▸ **What you are asked to do**
Can you rewrite only the records in the stretch from the line containing "Each instance receives one keypoint. Mark the calm" through the line containing "Each instance receives one keypoint. Mark the blue jeans", keeping every line, requests included, and shifting each number in the keypoint coordinates by -72?

▸ **Material to process**
++++++
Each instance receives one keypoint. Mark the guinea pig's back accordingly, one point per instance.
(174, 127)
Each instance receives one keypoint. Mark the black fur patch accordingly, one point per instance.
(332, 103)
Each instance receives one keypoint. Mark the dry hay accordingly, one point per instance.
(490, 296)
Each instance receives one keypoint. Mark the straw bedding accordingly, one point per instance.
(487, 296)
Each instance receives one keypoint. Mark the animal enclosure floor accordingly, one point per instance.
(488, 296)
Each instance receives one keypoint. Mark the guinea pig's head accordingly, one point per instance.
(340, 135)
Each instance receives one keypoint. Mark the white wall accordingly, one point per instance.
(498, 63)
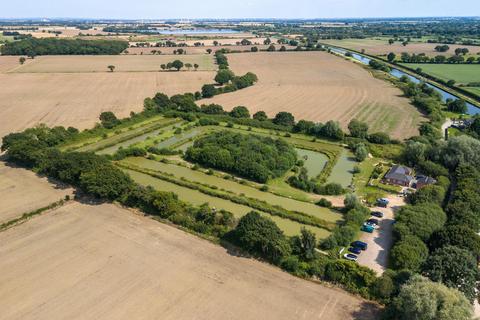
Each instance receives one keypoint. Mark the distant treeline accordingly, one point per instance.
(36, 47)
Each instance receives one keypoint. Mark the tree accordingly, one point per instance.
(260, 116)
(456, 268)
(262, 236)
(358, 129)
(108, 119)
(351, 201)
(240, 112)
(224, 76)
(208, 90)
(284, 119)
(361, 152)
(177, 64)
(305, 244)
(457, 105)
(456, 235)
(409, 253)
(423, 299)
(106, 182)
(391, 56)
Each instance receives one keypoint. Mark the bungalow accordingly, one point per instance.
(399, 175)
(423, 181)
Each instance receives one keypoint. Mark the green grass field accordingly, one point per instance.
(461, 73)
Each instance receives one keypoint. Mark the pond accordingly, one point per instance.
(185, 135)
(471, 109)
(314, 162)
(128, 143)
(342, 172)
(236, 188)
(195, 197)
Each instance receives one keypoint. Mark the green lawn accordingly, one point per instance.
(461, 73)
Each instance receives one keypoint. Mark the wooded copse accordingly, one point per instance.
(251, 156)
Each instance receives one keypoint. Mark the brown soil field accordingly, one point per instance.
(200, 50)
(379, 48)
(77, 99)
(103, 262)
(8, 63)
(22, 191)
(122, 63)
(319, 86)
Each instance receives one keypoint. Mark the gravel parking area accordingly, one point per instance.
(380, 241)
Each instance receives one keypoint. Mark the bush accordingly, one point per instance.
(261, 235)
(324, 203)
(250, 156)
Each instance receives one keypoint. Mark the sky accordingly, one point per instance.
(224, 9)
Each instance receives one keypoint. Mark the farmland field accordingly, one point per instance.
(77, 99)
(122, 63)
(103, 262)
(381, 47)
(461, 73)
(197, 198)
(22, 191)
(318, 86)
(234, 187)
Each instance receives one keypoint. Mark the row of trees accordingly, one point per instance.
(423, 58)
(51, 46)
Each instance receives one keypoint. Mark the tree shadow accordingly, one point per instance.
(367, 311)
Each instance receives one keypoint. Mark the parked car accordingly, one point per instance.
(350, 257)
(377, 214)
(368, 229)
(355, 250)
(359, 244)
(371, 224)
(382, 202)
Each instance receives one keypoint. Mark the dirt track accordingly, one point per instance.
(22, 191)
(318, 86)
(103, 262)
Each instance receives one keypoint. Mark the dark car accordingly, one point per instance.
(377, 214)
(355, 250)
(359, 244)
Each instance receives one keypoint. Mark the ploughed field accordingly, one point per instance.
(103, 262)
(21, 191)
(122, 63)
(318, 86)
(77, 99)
++++++
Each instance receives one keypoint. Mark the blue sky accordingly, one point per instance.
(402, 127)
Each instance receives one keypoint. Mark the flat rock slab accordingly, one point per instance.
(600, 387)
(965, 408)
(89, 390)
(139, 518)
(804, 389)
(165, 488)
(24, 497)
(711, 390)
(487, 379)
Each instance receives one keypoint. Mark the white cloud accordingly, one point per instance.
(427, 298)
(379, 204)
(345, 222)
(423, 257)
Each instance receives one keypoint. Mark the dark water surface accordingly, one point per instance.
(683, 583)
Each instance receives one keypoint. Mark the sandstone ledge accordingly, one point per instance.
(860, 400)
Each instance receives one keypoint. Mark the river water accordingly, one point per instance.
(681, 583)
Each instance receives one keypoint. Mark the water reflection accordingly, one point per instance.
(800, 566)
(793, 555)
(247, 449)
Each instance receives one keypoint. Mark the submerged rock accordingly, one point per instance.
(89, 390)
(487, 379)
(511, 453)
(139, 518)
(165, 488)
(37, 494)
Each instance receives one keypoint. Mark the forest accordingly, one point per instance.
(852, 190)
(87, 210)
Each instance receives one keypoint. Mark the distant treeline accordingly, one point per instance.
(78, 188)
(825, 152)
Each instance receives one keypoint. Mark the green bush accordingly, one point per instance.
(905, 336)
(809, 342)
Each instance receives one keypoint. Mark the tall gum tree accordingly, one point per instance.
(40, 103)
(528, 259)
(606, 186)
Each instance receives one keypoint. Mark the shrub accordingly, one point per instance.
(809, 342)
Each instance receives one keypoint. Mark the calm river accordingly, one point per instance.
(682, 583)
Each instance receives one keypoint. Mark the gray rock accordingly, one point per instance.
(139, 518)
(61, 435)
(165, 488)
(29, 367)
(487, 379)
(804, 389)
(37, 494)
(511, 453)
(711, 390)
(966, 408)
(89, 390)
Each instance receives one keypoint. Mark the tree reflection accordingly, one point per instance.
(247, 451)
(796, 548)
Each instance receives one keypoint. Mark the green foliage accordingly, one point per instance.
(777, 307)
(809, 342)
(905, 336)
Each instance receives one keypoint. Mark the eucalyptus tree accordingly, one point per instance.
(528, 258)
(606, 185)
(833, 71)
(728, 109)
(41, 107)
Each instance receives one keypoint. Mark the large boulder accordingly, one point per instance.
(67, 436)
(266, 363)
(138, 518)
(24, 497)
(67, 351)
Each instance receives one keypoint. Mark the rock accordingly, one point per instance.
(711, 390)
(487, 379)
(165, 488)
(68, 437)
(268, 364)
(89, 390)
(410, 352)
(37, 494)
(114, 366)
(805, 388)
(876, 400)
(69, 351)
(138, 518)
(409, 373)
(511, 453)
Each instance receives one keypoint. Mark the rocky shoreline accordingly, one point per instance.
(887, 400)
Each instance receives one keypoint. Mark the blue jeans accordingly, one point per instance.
++++++
▸ **The answer**
Each instance receives one keypoint. Mark the calm river accordingly, one point per instance.
(610, 511)
Each instance receives one keypoint. Mark the gray rock accordingly, one point per instance.
(67, 446)
(-11, 363)
(93, 416)
(-43, 295)
(415, 307)
(732, 317)
(-35, 422)
(439, 381)
(639, 318)
(894, 336)
(17, 318)
Each instance receives one keypoint. Mark the tree reflection accordingly, one point per instance.
(175, 379)
(724, 476)
Each instance receives one keypoint. Mark the green foliage accordingly, one point per instance.
(705, 235)
(737, 270)
(833, 264)
Each instance receives one keypoint. Mark the eucalyptus tree accordingly, one point per instance.
(456, 186)
(534, 113)
(761, -1)
(656, 37)
(-31, 35)
Each instance receives one keypoint. Mark the large boulder accordingly, one point per instance.
(-5, 364)
(194, 291)
(66, 446)
(-48, 425)
(-5, 279)
Each instance receives one keypoint. Mark the rock accordingly, one point per instance.
(639, 318)
(415, 307)
(93, 416)
(-4, 365)
(196, 292)
(17, 318)
(338, 280)
(-35, 422)
(42, 294)
(733, 316)
(804, 328)
(-3, 279)
(66, 446)
(337, 301)
(439, 381)
Each instance receives one keypoint. Mark the rocky shoreline accordingly, one point per instance.
(815, 328)
Each instance receives one keypoint. Mark the blue jeans accordingly, one point per instance.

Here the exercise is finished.